THE EXERCISE: Quote all of the material below word for word, line by line.

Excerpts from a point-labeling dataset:
════════

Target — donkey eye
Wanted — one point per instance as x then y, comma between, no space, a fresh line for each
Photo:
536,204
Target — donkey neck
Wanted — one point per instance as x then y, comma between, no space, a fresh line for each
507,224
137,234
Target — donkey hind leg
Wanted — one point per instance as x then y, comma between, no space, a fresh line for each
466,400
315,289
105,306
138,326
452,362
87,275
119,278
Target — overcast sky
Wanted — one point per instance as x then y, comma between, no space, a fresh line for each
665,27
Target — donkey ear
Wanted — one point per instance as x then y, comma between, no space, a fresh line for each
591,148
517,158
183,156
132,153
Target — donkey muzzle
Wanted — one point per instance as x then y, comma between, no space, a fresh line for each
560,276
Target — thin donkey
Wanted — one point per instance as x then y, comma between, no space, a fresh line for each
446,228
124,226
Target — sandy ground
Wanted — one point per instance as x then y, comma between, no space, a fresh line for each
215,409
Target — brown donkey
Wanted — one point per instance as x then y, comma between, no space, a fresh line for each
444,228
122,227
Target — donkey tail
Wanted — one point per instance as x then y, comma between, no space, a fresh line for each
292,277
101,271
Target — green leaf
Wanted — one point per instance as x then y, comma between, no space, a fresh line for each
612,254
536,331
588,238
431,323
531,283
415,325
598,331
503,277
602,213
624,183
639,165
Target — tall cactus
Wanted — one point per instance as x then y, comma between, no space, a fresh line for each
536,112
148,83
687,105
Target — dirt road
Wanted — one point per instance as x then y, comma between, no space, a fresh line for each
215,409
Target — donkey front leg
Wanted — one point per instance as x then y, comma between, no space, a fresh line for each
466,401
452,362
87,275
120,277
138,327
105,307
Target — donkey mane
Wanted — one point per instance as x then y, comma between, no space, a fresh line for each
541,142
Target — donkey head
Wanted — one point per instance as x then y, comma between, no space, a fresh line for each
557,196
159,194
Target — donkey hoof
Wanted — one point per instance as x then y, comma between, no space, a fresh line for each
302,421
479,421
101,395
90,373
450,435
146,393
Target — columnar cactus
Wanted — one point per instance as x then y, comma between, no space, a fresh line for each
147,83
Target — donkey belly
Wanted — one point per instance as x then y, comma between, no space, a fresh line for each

════════

ANSWER TO THIS EXERCISE:
Target — donkey eye
Wanted — one point per instance as x then y, comma between, no space, a fresh line for each
Photo:
536,204
Target — donkey neck
Wanted — one point per instance as x then y, comma between, no space, a fresh line for each
507,224
137,234
Target — donkey hind leg
Wanted — one point per instance as x then y, comma between, no space, a fresh line for each
466,400
315,289
105,306
138,326
452,362
87,275
119,278
Target — overcast sky
Wanted — one point per instance as x then y, comma between, no space, a fresh line for each
665,27
Target — donkey ear
Wanted — one point per instance as x then y, comma between, no space, a fresh line for each
591,148
517,158
183,156
132,153
Target — donkey muzzle
Wanted — one point per instance as x then y, comma between, no space, a fresh line for each
560,276
Target — thin donkey
Wanted — one point per instance as x then y, comma between, no space, a fresh line for each
446,228
124,226
Target — sandy ground
Wanted — one point per instance as x then y, comma between, no space, a fresh line for each
215,409
Target — brown donkey
Wanted — one point per instance as x then y, comma between, no space, a fresh line for each
444,228
122,227
Target — donkey tail
Wanted — one point per instance as x then y, comma between, no space, a fresh line for each
292,277
101,271
Target — green leaf
Wanted — one point per instance as x then y, comma between, no space, a fresh line for each
612,254
536,331
588,238
431,323
531,283
415,325
598,331
503,277
602,213
624,183
639,165
Target — tall cactus
Wanted — one point per instance as x then y, comma between, no space, a fresh line for each
536,112
148,83
687,105
Target — dirt road
Wanted — one point per instance as x then y, comma between, no space, a fresh line for each
215,409
Target — donkey front leg
Wanted — one point per instance as x then y, comma between, no space, a fresh line for each
466,401
452,362
87,275
120,277
138,327
105,307
Target — donkey mane
Wanted — one point per instance as x then y, comma between, no space, a fresh line for each
541,142
Target — donkey head
Wanted — one point per instance as x then y, comma between, no space, a fresh line for each
557,196
159,194
Target — donkey hoof
Wanted — one point per instance as x then y, comma between, no space, a fresh line for each
302,421
479,421
101,395
90,373
450,435
146,393
Target — columnar cactus
Wanted — one point per instance as x then y, comma between, no space, a fresh line for each
147,83
Target — donkey belly
Wanted — one point per instance as x then y, comma between, no space, a fresh line for each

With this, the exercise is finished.